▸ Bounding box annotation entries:

★ ★ ★ ★ ★ ★ ★

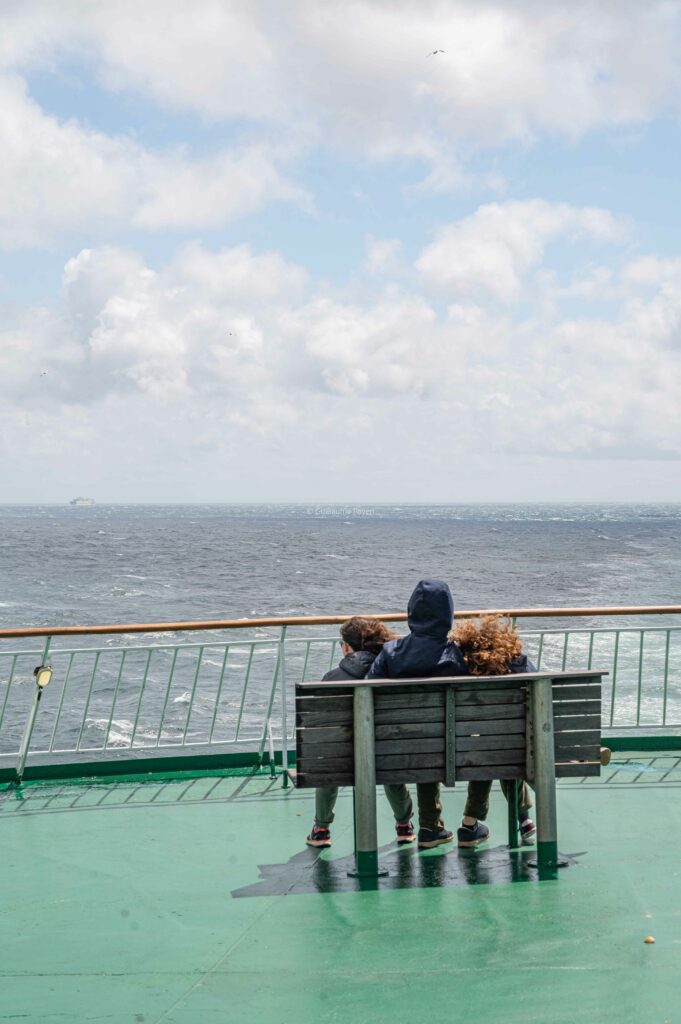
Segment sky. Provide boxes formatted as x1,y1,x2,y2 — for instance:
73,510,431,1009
0,0,681,503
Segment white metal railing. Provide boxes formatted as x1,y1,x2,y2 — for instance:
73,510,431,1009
0,606,681,778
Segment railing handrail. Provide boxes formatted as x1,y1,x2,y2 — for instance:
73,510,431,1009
0,604,681,640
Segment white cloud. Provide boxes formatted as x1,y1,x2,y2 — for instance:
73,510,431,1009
0,77,310,248
0,209,681,489
416,199,626,302
0,0,681,216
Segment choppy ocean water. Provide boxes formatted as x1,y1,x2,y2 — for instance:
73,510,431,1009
0,505,681,628
0,504,681,750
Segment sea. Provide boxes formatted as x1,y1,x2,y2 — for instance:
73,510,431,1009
0,504,681,753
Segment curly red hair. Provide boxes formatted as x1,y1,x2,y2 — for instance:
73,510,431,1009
448,615,522,676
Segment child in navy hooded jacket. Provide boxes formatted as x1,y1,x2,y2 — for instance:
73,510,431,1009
367,580,468,849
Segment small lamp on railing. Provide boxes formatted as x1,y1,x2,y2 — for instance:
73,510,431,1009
33,665,52,690
14,664,52,785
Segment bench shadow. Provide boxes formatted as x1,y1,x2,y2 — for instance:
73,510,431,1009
231,844,583,899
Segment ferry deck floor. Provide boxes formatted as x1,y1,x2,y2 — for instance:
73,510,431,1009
0,753,681,1024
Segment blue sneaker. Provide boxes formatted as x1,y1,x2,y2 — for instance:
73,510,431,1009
395,821,416,846
305,821,331,849
520,817,537,846
457,821,490,847
419,828,454,850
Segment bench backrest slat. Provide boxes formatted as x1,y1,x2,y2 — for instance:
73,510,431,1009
296,672,602,786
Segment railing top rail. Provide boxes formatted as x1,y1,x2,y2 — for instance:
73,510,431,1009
0,604,681,640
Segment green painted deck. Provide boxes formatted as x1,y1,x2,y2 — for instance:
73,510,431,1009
0,753,681,1024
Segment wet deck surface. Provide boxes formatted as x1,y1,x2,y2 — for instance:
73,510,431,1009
0,754,681,1024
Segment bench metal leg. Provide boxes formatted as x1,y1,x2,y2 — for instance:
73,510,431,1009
348,686,388,879
508,779,520,850
531,679,566,878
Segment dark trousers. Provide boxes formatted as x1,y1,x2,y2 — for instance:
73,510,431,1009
464,778,533,821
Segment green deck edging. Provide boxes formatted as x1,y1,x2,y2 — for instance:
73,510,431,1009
601,736,681,751
0,751,282,783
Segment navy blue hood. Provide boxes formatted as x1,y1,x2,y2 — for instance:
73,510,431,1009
367,580,468,679
407,580,454,637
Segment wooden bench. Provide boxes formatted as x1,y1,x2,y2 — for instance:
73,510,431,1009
295,670,606,877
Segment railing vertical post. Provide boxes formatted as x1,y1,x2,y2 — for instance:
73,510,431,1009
14,637,52,785
348,686,388,879
531,678,564,877
272,626,289,790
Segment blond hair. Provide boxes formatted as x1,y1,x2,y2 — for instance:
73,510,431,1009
448,615,522,676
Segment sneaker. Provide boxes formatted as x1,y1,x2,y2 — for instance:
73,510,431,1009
520,818,537,846
457,821,490,847
395,821,416,846
305,821,331,847
419,827,454,850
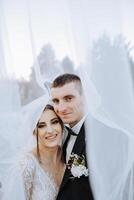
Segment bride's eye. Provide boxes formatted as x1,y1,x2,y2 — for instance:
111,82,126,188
52,119,59,124
37,123,46,128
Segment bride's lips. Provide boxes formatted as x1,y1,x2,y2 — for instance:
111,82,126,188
45,134,58,140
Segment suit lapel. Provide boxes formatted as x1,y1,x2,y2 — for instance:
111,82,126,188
60,124,85,191
72,124,85,155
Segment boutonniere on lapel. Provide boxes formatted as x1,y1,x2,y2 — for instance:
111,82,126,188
67,153,88,178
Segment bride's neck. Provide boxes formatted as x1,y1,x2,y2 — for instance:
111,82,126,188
39,146,61,165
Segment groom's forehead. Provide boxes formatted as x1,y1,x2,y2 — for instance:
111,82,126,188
51,83,77,97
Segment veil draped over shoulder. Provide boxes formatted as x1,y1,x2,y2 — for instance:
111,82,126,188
0,0,134,200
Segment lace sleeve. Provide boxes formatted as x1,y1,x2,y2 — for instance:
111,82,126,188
20,155,35,200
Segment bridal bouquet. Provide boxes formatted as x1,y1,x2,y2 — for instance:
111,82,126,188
68,153,88,178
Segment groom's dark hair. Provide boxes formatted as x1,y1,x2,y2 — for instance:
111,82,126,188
51,73,82,94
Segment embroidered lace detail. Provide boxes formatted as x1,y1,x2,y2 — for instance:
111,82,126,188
21,153,58,200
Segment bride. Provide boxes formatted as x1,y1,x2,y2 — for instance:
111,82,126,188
2,104,65,200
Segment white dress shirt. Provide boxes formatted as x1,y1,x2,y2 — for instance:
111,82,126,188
66,116,86,162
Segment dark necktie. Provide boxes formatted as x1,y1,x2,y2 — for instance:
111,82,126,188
63,126,77,162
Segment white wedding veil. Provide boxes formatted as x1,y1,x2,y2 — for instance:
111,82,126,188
0,0,134,200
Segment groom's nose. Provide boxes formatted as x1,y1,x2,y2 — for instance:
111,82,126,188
58,102,66,113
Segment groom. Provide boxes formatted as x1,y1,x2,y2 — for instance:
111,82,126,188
51,74,94,200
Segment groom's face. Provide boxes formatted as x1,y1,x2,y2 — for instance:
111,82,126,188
51,82,83,127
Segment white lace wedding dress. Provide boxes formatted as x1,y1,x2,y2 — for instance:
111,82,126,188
2,153,59,200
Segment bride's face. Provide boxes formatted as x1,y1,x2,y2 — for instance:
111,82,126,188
38,109,62,147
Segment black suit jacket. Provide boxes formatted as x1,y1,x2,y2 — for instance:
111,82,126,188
57,125,94,200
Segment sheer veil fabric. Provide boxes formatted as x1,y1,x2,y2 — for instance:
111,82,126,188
0,0,134,200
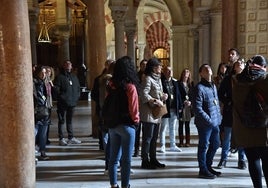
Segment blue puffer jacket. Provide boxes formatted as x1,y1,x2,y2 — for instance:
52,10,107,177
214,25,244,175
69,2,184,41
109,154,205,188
193,79,222,126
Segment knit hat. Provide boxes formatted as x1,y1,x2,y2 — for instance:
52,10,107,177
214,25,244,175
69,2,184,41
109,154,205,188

★ ★ ★ ★ ★ ★ ★

▸ WHAT YOU WILL DO: Rewrite all of the data, changing each "Segment" to "Outline" and keeping everything else the same. Leave the pictures out.

▸ PROBLEM SOLUTION:
Outline sky. Provide boxes formatted as x1,y1,x2,y2 — for instance:
73,510,431,1009
0,0,681,503
Outline white metal railing. Provide boxes formatted as x1,y1,x2,y2 — for instance:
73,510,431,1009
0,606,681,778
Outline railing handrail. Provide boxes formatted as x1,y1,x2,y2 — for instance:
73,510,431,1009
0,604,681,640
Outline white cloud. Provide boxes formatted as x1,y1,x2,y2 — for instance:
73,510,431,1009
0,77,310,248
0,209,681,489
416,199,626,302
0,0,681,216
Outline choppy ocean water. Provide boxes formatted as x1,y1,x2,y2 — for instance:
73,510,431,1009
0,505,681,628
0,504,681,750
Outline sea. Provide boxes formatted as x1,y1,x2,y2 — for instance:
73,510,431,1009
0,504,681,753
Outline curly red hair. Provide boxes formatted as x1,y1,x2,y2 — for instance:
73,510,431,1009
448,615,522,676
Outline child in navy hooded jacket. Provide boxes formatted as x1,y1,x2,y2 — for instance:
73,510,431,1009
367,580,468,849
Outline small lamp on railing. Provide boxes formatted as x1,y1,x2,y2 — for instance:
73,510,431,1009
33,665,52,690
14,664,52,785
Outline bench shadow. Provide boxes formatted as x1,y1,x2,y2 — for instance:
73,510,431,1009
231,844,583,899
Outline ferry deck floor. Provide boxes formatted as x1,y1,x2,y2 — for instance:
73,510,431,1009
0,753,681,1024
Outline blue sneaker. Provide boxes formatted as x1,y1,x2,y2 — for instance:
73,510,431,1009
395,821,416,846
305,821,331,849
520,817,537,846
457,821,490,847
419,828,454,850
Outline bench backrest slat. Provide boxes formatted as x1,y1,x2,y2 — for instance:
73,510,431,1009
296,672,602,786
Outline railing top rail. Provide boxes formatted as x1,y1,x2,y2 — for instance:
73,510,431,1009
0,604,681,640
Outline green painted deck. Provide boxes formatted as x1,y1,x2,y2 — for instance:
73,510,431,1009
0,753,681,1024
Outline wet deck surface. Provide boxes formatted as x1,y1,x2,y2 — for instance:
73,510,431,1009
0,754,681,1024
Outline bench metal leg. Provide boxes formatted as x1,y1,x2,y2 — for instance:
73,510,431,1009
348,686,388,879
508,779,520,850
531,679,566,878
Outline dark trousers. Provide boxes formatted as x1,y1,x2,y2 — for instance:
73,510,431,1009
464,778,533,821
Outline green deck edging. Provide boxes formatted as x1,y1,x2,y2 — for instance:
73,510,431,1009
601,736,681,751
0,751,282,783
Outline navy blue hood. Provide boxes formatted as x1,y1,x2,y2 — for instance:
73,510,431,1009
367,580,468,679
407,580,454,637
Outline wooden bench. Provide boxes formatted as x1,y1,x2,y2 — for instance:
73,510,431,1009
295,670,606,877
Outline railing vertical post. Provide boxes formatted as x1,y1,x2,y2 — for instance:
73,510,431,1009
14,637,52,785
348,686,388,879
531,678,564,877
272,626,289,790
Outline blond hair. Provide boxes formatted as x1,y1,x2,y2 — for instance:
73,510,431,1009
448,615,522,676
Outline sneaker. Provide boxes formatted as x1,y1,x2,y2 — for instance:
73,510,431,1009
520,818,537,846
457,821,490,847
395,821,416,846
305,821,331,847
419,827,454,850
Outline bride's eye. Provide boxes formatted as x1,y1,x2,y2 — for instance:
111,82,126,188
52,119,59,124
37,123,46,128
Outline bride's lips. Provide boxes formatted as x1,y1,x2,y2 — for instance:
111,82,126,188
45,134,58,140
Outline suit lapel. Provide boxes formatted as x1,y1,x2,y2 — for instance:
111,82,126,188
60,124,85,191
72,124,85,155
Outline boutonniere on lapel. Provide boxes formatted as x1,y1,x2,y2 — for instance:
111,82,126,188
67,153,88,178
Outline bride's neck. Provide boxes formatted as x1,y1,x2,y2 — for instance:
111,82,126,188
39,146,61,165
Outline groom's forehead. Provide boxes formatted as x1,y1,x2,y2 — for instance:
111,82,126,188
51,83,77,97
Outline veil draped over shoulder. Provide boxes formatted as x1,y1,x2,y2 — for instance:
111,82,126,188
0,0,134,200
Outline lace sleeve. Provide boxes formatted as x1,y1,x2,y2 — for instance:
111,82,126,188
20,155,35,200
Outline bridal bouquet. Provide boxes formatted as x1,y1,x2,y2 — for instance:
111,82,126,188
68,153,88,178
Outline groom's dark hair. Provide boxes formatted as x1,y1,x2,y2 — for instance:
111,82,126,188
51,73,82,94
Outline embroidered lace detail. Provide boxes formatted as x1,y1,x2,y2 — for instance:
111,82,126,188
21,153,58,200
Outline bride. Provide boxes formatted as x1,y1,x2,y2 — for instance:
111,82,126,188
2,104,65,200
Outline white dress shirt. Provide boxes formatted as x1,y1,x2,y2 — for instance:
111,82,126,188
66,116,86,162
Outline dark necktie. Provide boxes formatted as x1,y1,x2,y2 — for instance:
111,82,126,188
63,126,77,162
Outline white wedding veil. Provide boxes formatted as x1,y1,x2,y2 — for instance:
111,82,126,188
0,0,134,200
Outline groom's nose. Provide boxes formatted as x1,y1,x2,y2 — for instance:
111,82,126,188
58,102,66,113
Outline groom. Provide boxes formatted as x1,y1,x2,y2 — for instance:
111,82,126,188
51,74,94,200
Outline groom's face. Provide boxes formatted as x1,y1,x2,y2 — for instance:
111,82,126,188
51,82,83,127
Outline white lace wedding dress. Provide boxes formatted as x1,y1,x2,y2 — for instance:
111,82,126,188
2,153,59,200
Outline bride's face. Provide boxes formatted as x1,y1,x2,y2 — for instance:
111,82,126,188
38,109,62,147
Outline black suit jacket. Provide boxes formatted as x1,y1,x2,y2 — for instance:
111,82,126,188
57,125,94,200
Outline sheer veil fabric. Provide boxes formatted as x1,y1,x2,y2 — for instance:
111,82,126,188
0,0,134,200
Outline blue puffer jacket. Provide boxes formatted as x1,y1,x2,y2 — for instance:
52,10,107,177
214,25,244,175
69,2,184,41
109,154,205,188
193,79,222,126
Outline knit hat. Provide boxes formatted as x1,y1,x2,y2 — for instance:
52,10,107,177
214,25,244,175
69,2,184,41
109,154,205,188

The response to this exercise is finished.